* BEGIN Information shown *
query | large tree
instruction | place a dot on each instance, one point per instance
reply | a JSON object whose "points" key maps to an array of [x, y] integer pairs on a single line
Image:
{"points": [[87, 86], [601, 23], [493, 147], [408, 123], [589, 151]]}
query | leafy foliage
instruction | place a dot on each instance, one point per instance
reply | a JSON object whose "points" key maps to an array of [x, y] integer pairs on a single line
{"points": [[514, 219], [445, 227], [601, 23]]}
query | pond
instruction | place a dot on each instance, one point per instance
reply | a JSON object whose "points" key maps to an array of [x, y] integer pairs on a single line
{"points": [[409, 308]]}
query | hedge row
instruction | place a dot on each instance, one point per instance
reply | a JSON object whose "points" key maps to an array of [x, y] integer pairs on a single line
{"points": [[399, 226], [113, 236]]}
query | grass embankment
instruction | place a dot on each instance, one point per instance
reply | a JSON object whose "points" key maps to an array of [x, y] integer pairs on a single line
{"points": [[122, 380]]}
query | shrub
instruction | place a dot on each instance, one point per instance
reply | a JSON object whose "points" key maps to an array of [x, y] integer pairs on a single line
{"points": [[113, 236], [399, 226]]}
* END Information shown *
Convert the records, from the line containing "query | leafy foliage" through the end of the records, into a two-column CSV with the columns text and answer. Give one row for each record, with its text and its answer each in one quoted field and line breaks turned into spaces.

text,answer
"query | leafy foliage instruction | place a dot on each instance, one point per instance reply | a JSON object whose ""points"" key maps to an array of [x, y] integer pairs on a single line","{""points"": [[514, 219], [445, 227], [601, 23]]}"
"query | pond instruction | place a dot on each instance, one point per instance reply | a JSON object whose ""points"" key maps to an array of [x, y] integer pairs on a single line","{""points"": [[409, 308]]}"
"query | hedge row instruction | place a dot on each instance, one point per instance reply | a JSON object whose ""points"" key maps to an array of [x, y] integer pairs on a single line","{""points"": [[399, 226], [113, 236]]}"
"query | grass embankment instruction | place a dot on each instance, one point per instance reply | a JSON object whose ""points"" key maps to an array of [x, y] integer pairs on a single line","{""points"": [[122, 380]]}"
"query | shrub instruction | place a dot on each instance, one point per instance reply | a JSON object whose ""points"" key maps to an array of [x, y] integer pairs on a single line","{""points"": [[113, 236], [399, 226]]}"